## Data extracts
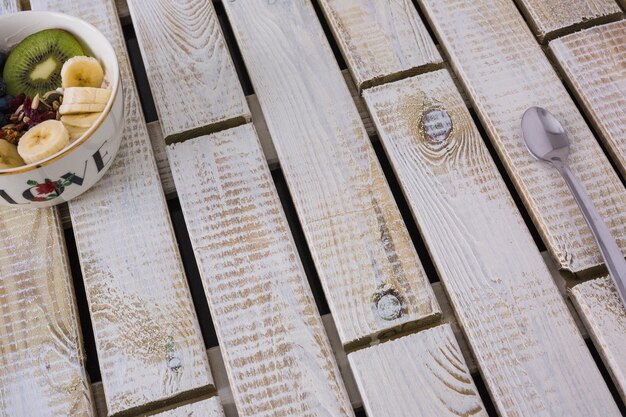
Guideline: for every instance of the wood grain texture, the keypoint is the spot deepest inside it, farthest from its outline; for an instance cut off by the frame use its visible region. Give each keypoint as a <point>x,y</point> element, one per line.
<point>504,72</point>
<point>605,317</point>
<point>160,157</point>
<point>421,374</point>
<point>594,64</point>
<point>210,407</point>
<point>276,352</point>
<point>531,356</point>
<point>192,77</point>
<point>41,358</point>
<point>359,243</point>
<point>149,343</point>
<point>448,317</point>
<point>42,363</point>
<point>551,18</point>
<point>9,6</point>
<point>381,40</point>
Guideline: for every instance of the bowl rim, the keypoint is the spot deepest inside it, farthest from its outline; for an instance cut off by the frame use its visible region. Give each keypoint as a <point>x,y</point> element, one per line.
<point>105,113</point>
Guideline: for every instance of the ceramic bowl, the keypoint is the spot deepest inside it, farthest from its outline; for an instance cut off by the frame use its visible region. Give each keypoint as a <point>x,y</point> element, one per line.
<point>73,170</point>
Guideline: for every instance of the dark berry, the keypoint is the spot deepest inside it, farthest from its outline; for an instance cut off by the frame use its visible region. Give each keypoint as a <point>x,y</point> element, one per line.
<point>5,104</point>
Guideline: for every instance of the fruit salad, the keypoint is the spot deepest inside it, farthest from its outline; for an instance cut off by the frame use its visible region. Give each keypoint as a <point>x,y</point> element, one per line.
<point>51,93</point>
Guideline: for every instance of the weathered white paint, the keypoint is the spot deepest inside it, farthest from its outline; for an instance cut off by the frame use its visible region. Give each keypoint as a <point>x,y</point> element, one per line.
<point>505,71</point>
<point>531,356</point>
<point>163,166</point>
<point>191,74</point>
<point>9,6</point>
<point>605,317</point>
<point>357,238</point>
<point>41,358</point>
<point>381,40</point>
<point>594,64</point>
<point>149,343</point>
<point>551,18</point>
<point>41,355</point>
<point>422,374</point>
<point>276,352</point>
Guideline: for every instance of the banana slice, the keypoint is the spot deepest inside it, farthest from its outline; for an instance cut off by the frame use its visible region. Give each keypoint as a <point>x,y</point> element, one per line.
<point>86,95</point>
<point>82,71</point>
<point>80,120</point>
<point>43,140</point>
<point>9,158</point>
<point>75,131</point>
<point>81,108</point>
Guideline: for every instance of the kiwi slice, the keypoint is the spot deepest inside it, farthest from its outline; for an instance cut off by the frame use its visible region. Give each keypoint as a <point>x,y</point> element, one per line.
<point>34,65</point>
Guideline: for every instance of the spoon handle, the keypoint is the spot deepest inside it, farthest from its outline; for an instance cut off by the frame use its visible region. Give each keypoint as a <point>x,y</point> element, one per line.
<point>611,253</point>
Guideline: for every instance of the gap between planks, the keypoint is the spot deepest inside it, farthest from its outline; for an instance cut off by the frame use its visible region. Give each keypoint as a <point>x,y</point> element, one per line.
<point>551,19</point>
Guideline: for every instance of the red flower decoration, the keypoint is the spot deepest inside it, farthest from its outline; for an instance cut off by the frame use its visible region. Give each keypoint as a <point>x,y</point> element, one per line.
<point>46,187</point>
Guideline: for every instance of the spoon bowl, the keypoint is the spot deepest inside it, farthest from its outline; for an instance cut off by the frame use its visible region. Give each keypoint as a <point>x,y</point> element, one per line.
<point>547,141</point>
<point>544,135</point>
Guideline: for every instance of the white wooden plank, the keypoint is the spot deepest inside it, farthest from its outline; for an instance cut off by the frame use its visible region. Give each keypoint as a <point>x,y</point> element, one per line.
<point>593,62</point>
<point>357,238</point>
<point>209,407</point>
<point>276,352</point>
<point>42,363</point>
<point>448,317</point>
<point>504,72</point>
<point>381,40</point>
<point>552,18</point>
<point>605,317</point>
<point>191,74</point>
<point>41,358</point>
<point>160,157</point>
<point>9,6</point>
<point>122,10</point>
<point>422,374</point>
<point>531,356</point>
<point>149,343</point>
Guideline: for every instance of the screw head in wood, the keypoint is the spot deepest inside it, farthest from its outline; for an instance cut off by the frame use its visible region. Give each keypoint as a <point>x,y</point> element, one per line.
<point>437,124</point>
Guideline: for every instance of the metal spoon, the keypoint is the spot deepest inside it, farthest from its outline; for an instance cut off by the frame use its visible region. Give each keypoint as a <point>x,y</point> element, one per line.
<point>548,142</point>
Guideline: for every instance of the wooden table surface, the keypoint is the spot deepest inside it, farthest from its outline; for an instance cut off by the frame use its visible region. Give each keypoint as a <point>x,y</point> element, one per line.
<point>325,208</point>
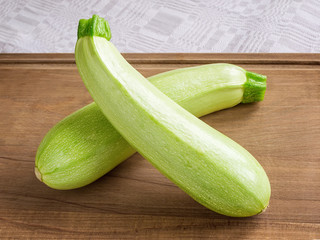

## Directions for this task
The response must repeat all the lines above exactly and include no pictures.

## Reply
Guideline: for every instance of the wood grain texture, the keypoint is the spot deepest inside it, farthest from its outline; for an instance cut off by the frame use its visible region. Give each keypoint as a <point>x,y</point> element, one per line.
<point>504,72</point>
<point>605,317</point>
<point>160,157</point>
<point>421,374</point>
<point>594,64</point>
<point>210,407</point>
<point>276,352</point>
<point>531,356</point>
<point>192,77</point>
<point>41,358</point>
<point>359,243</point>
<point>149,343</point>
<point>448,317</point>
<point>42,363</point>
<point>551,18</point>
<point>9,6</point>
<point>381,40</point>
Guideline: for every instance of the bowl rim, the keypoint is the spot deepest inside it, farthest from its outline; for an instance cut off by the frame use its visible region. Give each keypoint as a <point>x,y</point> element, one per line.
<point>105,113</point>
Guideline: for every instance of the ceramic bowl, the keypoint is the spot deepest inside it, farthest from its outline; for an instance cut off by the frame use its visible region. Give each keypoint as a <point>x,y</point> element, one per line.
<point>73,170</point>
Guideline: for every instance of the dark berry, the keypoint is the spot deepest inside it, farthest from its outline; for an instance cut off by the frame use its visible region. Give each keypoint as a <point>x,y</point> element, one per line.
<point>5,104</point>
Guideline: for every instance of the fruit salad, the keypoint is the spot deepest inside it, farthest from its outline; for an instance cut off by the frame use its visible region. Give each keypoint as a <point>x,y</point> element, one per line.
<point>51,93</point>
Guideline: for every instance of the weathered white paint, the keypoint is the spot deepest inside it, farthest from its outline; for an instance cut off by the frame use its visible region. Give each keypoint as a <point>x,y</point> element, one per line.
<point>505,71</point>
<point>531,356</point>
<point>163,166</point>
<point>191,74</point>
<point>9,6</point>
<point>605,317</point>
<point>357,238</point>
<point>41,358</point>
<point>381,40</point>
<point>594,64</point>
<point>149,343</point>
<point>551,18</point>
<point>41,355</point>
<point>422,374</point>
<point>276,352</point>
Guideline: for every instance of the banana slice, the keypoint is the spot deepest inside it, farthest from its outline; for an instance cut off by the frame use its visible region. Give each keypoint as a <point>x,y</point> element, one per line.
<point>86,95</point>
<point>82,71</point>
<point>80,120</point>
<point>43,140</point>
<point>9,158</point>
<point>75,131</point>
<point>81,108</point>
Guideline: for every instance of the kiwi slice, the keypoint is the spot deepest inside it, farthest from its outline; for an instance cut off by the frame use its visible region. Give each keypoint as a <point>x,y</point> element, one per line.
<point>34,65</point>
Guideline: for every instance of the spoon handle, the keypoint is the spot deepest inside it, farthest from its outline; for an instance cut off by the frame use its visible region. Give each keypoint as a <point>x,y</point> element, one per line.
<point>611,253</point>
Guideline: for every instance of the gap between planks, the keypoint is the spot deepest inside it, farthest from its outline; for an instance cut off by the frame use its visible region. Give each keypoint as a <point>x,y</point> element, one per line.
<point>551,19</point>
Guideline: for every instance of the red flower decoration, the keypoint is the spot deepest inside it, farthest from its outline; for an instance cut off by the frame use its visible region. Give each keypoint as a <point>x,y</point> element, one per line.
<point>46,187</point>
Guideline: for every instance of the spoon bowl, the keypoint is the spot deepest inside it, farthest from its outline; for an instance cut off by the frame use its visible region. Give each keypoint as a <point>x,y</point> element, one per line.
<point>547,141</point>
<point>544,135</point>
Guideline: for every instance of the white wooden plank, the keypoint is the spot deepest inside it, farthest from its outline; for an instance cut off by the frame use its visible region. Give each keypoint as a <point>x,y</point> element, one per line.
<point>593,62</point>
<point>357,238</point>
<point>209,407</point>
<point>276,352</point>
<point>42,363</point>
<point>448,317</point>
<point>504,72</point>
<point>381,40</point>
<point>552,18</point>
<point>605,317</point>
<point>191,74</point>
<point>41,358</point>
<point>160,157</point>
<point>9,6</point>
<point>122,10</point>
<point>422,374</point>
<point>531,356</point>
<point>149,343</point>
Guideline: for every instance of the screw head in wood, the keypoint is the spot deepest inside it, farthest from its outline; for an instance cut off by the frame use its visible region. Give each keypoint as a <point>x,y</point> element, one per line.
<point>437,124</point>
Guideline: for every instance of the metal spoon, the keypoint is the spot deepest inside it, farthest from its outline; for an instance cut off by the frame use its visible region. Give each keypoint as a <point>x,y</point> element, one per line.
<point>548,142</point>
Guideline: for every instance of the wooden table surface, the keypoint is the spot deepest inside it, farthest from its outline; for an instance cut off by the frame use its visible region. Give each keypoint as a <point>x,y</point> element, one per line.
<point>325,208</point>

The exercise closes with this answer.